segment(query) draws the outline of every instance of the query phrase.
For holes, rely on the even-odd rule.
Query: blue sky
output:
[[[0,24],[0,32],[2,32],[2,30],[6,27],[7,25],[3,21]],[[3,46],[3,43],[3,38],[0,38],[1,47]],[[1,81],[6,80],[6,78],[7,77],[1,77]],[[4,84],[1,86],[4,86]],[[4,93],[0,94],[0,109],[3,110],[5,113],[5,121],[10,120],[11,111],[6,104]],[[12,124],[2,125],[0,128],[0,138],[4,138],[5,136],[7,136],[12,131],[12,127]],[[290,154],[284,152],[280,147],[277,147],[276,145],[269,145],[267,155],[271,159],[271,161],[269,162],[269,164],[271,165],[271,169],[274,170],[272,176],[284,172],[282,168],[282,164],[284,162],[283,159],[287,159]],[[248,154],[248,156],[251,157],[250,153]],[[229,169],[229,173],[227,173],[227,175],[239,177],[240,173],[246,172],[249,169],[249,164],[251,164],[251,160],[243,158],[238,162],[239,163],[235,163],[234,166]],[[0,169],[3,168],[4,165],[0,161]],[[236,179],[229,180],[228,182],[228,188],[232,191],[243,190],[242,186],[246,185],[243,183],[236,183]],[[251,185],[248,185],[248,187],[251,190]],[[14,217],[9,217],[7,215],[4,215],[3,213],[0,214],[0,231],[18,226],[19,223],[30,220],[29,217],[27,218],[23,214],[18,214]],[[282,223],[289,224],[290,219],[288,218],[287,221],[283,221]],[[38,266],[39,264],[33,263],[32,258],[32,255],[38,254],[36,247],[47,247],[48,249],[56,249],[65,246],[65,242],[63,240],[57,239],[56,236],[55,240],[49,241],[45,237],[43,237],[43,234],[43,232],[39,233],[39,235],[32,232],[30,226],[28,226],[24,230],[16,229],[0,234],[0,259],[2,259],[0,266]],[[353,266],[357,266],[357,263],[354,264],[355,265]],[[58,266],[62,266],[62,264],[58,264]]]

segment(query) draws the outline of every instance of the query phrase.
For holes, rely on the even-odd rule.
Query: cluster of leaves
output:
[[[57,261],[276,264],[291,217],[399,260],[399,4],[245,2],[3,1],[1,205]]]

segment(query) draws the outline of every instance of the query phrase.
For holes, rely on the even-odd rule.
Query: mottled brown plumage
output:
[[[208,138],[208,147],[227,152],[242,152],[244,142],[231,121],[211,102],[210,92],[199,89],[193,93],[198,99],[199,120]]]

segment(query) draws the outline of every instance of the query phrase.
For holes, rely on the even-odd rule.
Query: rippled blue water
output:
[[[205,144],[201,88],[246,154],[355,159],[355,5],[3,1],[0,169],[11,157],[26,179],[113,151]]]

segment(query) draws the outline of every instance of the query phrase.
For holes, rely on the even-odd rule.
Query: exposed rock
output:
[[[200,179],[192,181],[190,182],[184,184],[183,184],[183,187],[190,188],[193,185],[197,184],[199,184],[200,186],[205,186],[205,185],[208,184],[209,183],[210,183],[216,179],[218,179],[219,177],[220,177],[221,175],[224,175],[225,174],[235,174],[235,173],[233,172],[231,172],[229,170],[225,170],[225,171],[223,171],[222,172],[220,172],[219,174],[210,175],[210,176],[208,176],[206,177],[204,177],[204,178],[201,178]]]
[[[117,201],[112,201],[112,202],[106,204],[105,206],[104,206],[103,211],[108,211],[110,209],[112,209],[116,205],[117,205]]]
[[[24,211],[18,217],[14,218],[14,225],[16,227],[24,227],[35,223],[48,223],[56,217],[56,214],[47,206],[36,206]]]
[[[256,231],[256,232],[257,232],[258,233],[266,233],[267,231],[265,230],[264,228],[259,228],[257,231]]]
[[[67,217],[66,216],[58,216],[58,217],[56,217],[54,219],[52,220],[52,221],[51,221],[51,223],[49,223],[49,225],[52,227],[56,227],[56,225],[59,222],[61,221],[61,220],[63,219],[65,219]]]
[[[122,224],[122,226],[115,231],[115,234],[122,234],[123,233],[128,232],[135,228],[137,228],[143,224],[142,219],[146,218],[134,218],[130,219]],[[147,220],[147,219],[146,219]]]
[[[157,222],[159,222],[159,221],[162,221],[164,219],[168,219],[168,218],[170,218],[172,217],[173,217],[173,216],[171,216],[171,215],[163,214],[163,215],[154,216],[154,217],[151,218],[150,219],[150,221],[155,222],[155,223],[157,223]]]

DIRECTIONS FOR THIS TASK: Output the full listing exactly as it stands.

SOLVED PROBLEM:
segment(query) draws the outline of every instance of the query phrase.
For holes, rely on the even-odd rule.
Query: blue sky
output:
[[[0,24],[0,32],[2,32],[2,30],[6,27],[7,25],[3,21]],[[3,46],[3,43],[3,38],[0,38],[1,47]],[[1,81],[6,80],[6,78],[7,77],[1,77]],[[4,84],[1,86],[4,86]],[[4,93],[0,94],[0,109],[3,110],[5,113],[5,121],[10,120],[11,111],[6,104]],[[12,124],[2,125],[0,128],[0,138],[4,138],[5,136],[7,136],[12,131],[12,127]],[[290,154],[284,152],[280,147],[277,147],[276,145],[269,145],[267,155],[271,159],[271,161],[269,162],[269,164],[271,165],[271,169],[274,170],[272,176],[284,172],[282,168],[282,164],[284,162],[283,159],[287,159]],[[248,154],[248,156],[251,157],[250,153]],[[229,169],[229,173],[227,173],[227,175],[239,177],[240,173],[246,172],[249,169],[249,164],[251,164],[251,160],[243,158],[238,162],[239,163],[235,163],[234,166]],[[0,169],[3,168],[4,165],[0,161]],[[236,179],[229,180],[228,182],[228,188],[232,191],[243,190],[242,186],[246,185],[243,183],[236,183]],[[251,185],[248,185],[248,187],[251,190]],[[14,217],[9,217],[7,215],[4,215],[3,213],[0,214],[0,231],[18,226],[19,223],[30,220],[29,217],[27,218],[23,214],[18,214]],[[282,223],[289,224],[290,219],[288,218],[287,221],[283,221]],[[38,266],[39,264],[33,263],[32,258],[32,255],[38,254],[36,247],[47,247],[48,249],[56,249],[65,246],[65,242],[63,240],[57,239],[56,236],[55,240],[49,241],[45,237],[43,237],[43,234],[43,232],[39,233],[39,235],[32,232],[30,226],[28,226],[24,230],[16,229],[0,234],[0,259],[2,259],[0,266]],[[353,266],[357,266],[357,263],[354,264],[355,265]],[[58,266],[62,266],[62,264],[58,264]]]

segment(query) draws the outline of every instance of the query phrase.
For holes, rely on the even-odd rule.
Query: cluster of leaves
output:
[[[57,261],[276,264],[291,217],[399,260],[399,4],[245,2],[3,1],[1,205]]]

segment(query) draws the outline of every instance of the query phrase.
For holes, rely on the even-odd rule.
Query: mottled brown plumage
output:
[[[208,138],[208,147],[227,152],[242,152],[244,142],[231,121],[211,102],[210,92],[199,89],[193,93],[198,99],[199,120]]]

segment(query) draws the outline of every instance of the query phrase.
For holes, rely on the even-odd rule.
Query: rippled blue water
output:
[[[205,144],[201,88],[246,154],[355,159],[355,5],[3,1],[0,169],[11,157],[26,179],[113,151]]]

segment(query) draws the outline of every instance of the query phrase.
For holes, rely on the even-odd rule.
Query: exposed rock
output:
[[[200,179],[192,181],[190,182],[184,184],[183,184],[183,187],[190,188],[193,185],[197,184],[199,184],[200,186],[205,186],[205,185],[208,184],[209,183],[210,183],[216,179],[218,179],[219,177],[220,177],[221,175],[224,175],[225,174],[235,174],[235,173],[233,172],[231,172],[229,170],[225,170],[225,171],[223,171],[222,172],[220,172],[219,174],[210,175],[210,176],[208,176],[206,177],[204,177],[204,178],[201,178]]]
[[[117,201],[112,201],[112,202],[106,204],[105,206],[104,206],[103,211],[108,211],[110,209],[112,209],[116,205],[117,205]]]
[[[24,211],[18,217],[14,218],[14,225],[16,227],[24,227],[35,223],[48,223],[56,217],[56,214],[47,206],[36,206]]]
[[[256,231],[256,232],[257,232],[258,233],[266,233],[267,231],[265,230],[264,228],[259,228],[257,231]]]
[[[67,217],[66,216],[58,216],[58,217],[56,217],[54,219],[52,220],[52,221],[51,221],[51,223],[49,223],[49,225],[52,227],[56,227],[56,225],[59,222],[61,221],[61,220],[63,219],[65,219]]]
[[[122,224],[122,226],[115,231],[115,234],[122,234],[123,233],[128,232],[135,228],[137,228],[143,224],[142,219],[146,218],[134,218],[130,219]],[[147,220],[147,219],[146,219]]]
[[[157,222],[159,222],[159,221],[162,221],[164,219],[168,219],[168,218],[170,218],[172,217],[173,217],[173,216],[171,216],[171,215],[163,214],[163,215],[154,216],[154,217],[151,218],[150,219],[150,221],[155,222],[155,223],[157,223]]]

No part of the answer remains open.